[Aim of the task] Retype the records exactly, with nothing added or dropped.

(Point localization data)
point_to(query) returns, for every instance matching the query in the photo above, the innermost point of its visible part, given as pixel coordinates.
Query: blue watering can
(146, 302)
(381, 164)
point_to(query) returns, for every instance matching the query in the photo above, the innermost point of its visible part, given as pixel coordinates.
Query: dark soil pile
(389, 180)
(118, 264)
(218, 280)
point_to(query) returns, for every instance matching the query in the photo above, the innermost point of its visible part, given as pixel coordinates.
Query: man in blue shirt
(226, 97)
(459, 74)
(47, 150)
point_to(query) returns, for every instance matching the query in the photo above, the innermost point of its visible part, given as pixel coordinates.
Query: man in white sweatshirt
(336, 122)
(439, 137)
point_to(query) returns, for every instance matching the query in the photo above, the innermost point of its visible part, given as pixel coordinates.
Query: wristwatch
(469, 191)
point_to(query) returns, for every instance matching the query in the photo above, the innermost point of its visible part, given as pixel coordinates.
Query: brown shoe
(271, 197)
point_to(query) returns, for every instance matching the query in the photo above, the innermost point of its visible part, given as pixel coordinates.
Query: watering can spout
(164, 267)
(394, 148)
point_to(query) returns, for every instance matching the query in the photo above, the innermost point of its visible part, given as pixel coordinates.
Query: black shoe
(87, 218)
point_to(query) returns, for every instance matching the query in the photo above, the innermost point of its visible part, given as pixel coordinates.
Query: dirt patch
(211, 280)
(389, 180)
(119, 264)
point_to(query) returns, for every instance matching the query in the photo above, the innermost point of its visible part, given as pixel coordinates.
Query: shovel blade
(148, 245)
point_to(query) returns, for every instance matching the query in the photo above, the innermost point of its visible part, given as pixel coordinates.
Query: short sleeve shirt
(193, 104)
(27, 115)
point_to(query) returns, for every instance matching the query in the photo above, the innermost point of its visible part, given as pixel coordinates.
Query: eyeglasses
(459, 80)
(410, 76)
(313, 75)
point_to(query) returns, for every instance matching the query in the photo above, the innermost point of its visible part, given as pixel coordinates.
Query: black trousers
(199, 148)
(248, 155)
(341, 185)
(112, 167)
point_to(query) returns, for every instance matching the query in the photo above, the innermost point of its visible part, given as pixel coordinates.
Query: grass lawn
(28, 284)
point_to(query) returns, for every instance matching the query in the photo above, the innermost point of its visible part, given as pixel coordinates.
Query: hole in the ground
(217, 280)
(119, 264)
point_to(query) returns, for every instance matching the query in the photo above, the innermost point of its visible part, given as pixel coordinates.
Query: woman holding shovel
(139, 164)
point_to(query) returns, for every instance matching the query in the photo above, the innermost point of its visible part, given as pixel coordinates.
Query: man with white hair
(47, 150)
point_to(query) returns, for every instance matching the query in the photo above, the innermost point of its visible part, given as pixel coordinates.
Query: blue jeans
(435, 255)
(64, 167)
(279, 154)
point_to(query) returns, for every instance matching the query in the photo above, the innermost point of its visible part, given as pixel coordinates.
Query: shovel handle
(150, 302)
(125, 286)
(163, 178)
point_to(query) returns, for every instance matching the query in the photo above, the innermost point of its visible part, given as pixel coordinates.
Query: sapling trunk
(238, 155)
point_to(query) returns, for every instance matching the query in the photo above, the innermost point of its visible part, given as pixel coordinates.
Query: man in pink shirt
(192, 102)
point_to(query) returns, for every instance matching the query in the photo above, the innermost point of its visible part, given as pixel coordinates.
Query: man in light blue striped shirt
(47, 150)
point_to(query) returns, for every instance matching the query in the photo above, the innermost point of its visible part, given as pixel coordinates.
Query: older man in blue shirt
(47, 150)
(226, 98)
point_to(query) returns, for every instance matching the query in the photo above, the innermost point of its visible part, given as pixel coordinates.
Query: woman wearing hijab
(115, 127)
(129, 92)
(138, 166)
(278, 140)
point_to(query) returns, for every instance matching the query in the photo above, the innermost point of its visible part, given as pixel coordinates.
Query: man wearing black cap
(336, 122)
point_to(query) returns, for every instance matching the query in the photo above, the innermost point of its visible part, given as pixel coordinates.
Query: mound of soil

[Exercise result]
point_to(query) returns, for every instance matching the query in the photo above, the innermost point of its visible part, given as pixel coordinates.
Query: blue watering can
(146, 302)
(381, 164)
point_to(query) returns, for every instance matching the query in the photo above, the innermost point of its visible part, given as pixel coordinates.
Query: dark soil pile
(389, 180)
(118, 264)
(218, 280)
point_to(query) returns, for every instance matching the query in the photo above, the innermost point of its visible part, given as pixel coordinates.
Query: man in blue shirt
(226, 97)
(459, 74)
(47, 150)
point_to(query) returns, for every instance matching the query in the photo above, the innermost point of its visible part, given as pixel coordinates.
Query: man in white sweatshirt
(336, 122)
(439, 137)
point_to(query) returns, for every instance matching the query in the photo above, the innermost point of its visible part, given as pixel coordinates.
Query: wristwatch
(469, 191)
point_to(query) returns, for every instance matching the query in the photo above, the innermost point of its visible part, given as pixel coordinates.
Query: brown shoe
(271, 197)
point_to(query) returns, for every instance matching the query in the photo above, the innermost point of its visible part, given as pixel coordinates.
Query: watering can spout
(164, 267)
(394, 148)
point_to(query) returns, for every instance matching the query in the photo above, the innermost point of its visible part, given as pixel coordinates.
Query: black shoe
(87, 218)
point_to(query) returns, for every instance matching the query in the photo above, the innermost point of its visible part, given as pixel coordinates.
Query: dirt patch
(211, 280)
(389, 180)
(119, 264)
point_to(query) returns, for every instance matching the query in the photo above, the innermost point of its visible part, given as pixel coordinates.
Query: shovel blade
(148, 245)
point_to(query) returns, for every instance matching the query in the photo above, the innermost point of its visible part, given as pixel coordinates.
Query: short sleeve shirt
(193, 104)
(27, 115)
point_to(query) returns, for every instance matching the query in the photo above, the innermost point of its visible part, given as pixel coordinates.
Query: eyeglasses
(459, 80)
(410, 76)
(313, 75)
point_to(query) returns, for every instance matching the query in the photo above, the innermost point of its visible part, given as pixel coordinates.
Query: black trousers
(199, 148)
(248, 155)
(341, 185)
(112, 167)
point_to(query) returns, for every instance matching the query in the photo above, the innermost point of its visible part, given as pixel coordinates.
Query: grass lawn
(28, 284)
point_to(query) returns, for every instance matching the query in the photo above, the innermost point of its visible part, given as pixel coordinates.
Query: hole in the ground
(217, 280)
(119, 264)
point_to(query) returns, for every instance matching the query in the photo above, the innermost point of its visible part, given as pixel coordinates.
Query: woman holding shovel
(139, 164)
point_to(query) returns, for every instance matching the query in the photo above, the innermost point of its visible part, given as pixel coordinates.
Query: man with white hair
(47, 150)
point_to(query) returns, for every instance matching the query in the photo above, the innermost point of its visible part, given as pixel coordinates.
Query: blue jeans
(435, 255)
(64, 167)
(279, 154)
point_to(query) returns, for every instance matching the query in the photo above, the innermost point of its visible part, given as pixel coordinates.
Query: shovel handle
(150, 302)
(125, 286)
(163, 178)
point_to(query) returns, for every instance matching the query in the photo above, the innermost point of its visible part, given as pixel coordinates.
Query: sapling trunk
(238, 155)
point_to(query) returns, for every instance matching the query in the photo above, the innermost point of its visible part, given as pixel coordinates.
Query: man in pink shirt
(192, 102)
point_to(query) returns, for every instance matching the query in the photo above, the innermost point of its visible part, given as pixel coordinates.
Query: man in light blue striped shirt
(47, 150)
point_to(query) returns, for every instance matching the query in the photo above, the innermost point of its visible part, given as pixel coordinates.
Query: older man in blue shirt
(47, 150)
(226, 98)
point_to(query) returns, for every instance matching the query in the photo above, the innermost point of its visible part, given as pixel coordinates.
Query: woman wearing hijab
(115, 127)
(129, 92)
(138, 166)
(278, 140)
point_to(query) returns, for every instance matching the query in the photo above, the innermost point of its visible part, given as pixel coordinates.
Query: man wearing black cap
(336, 122)
point_to(query) returns, for every instance matching the query in the photo above, the innermost point of its visible part, given as pixel coordinates.
Query: mound of soil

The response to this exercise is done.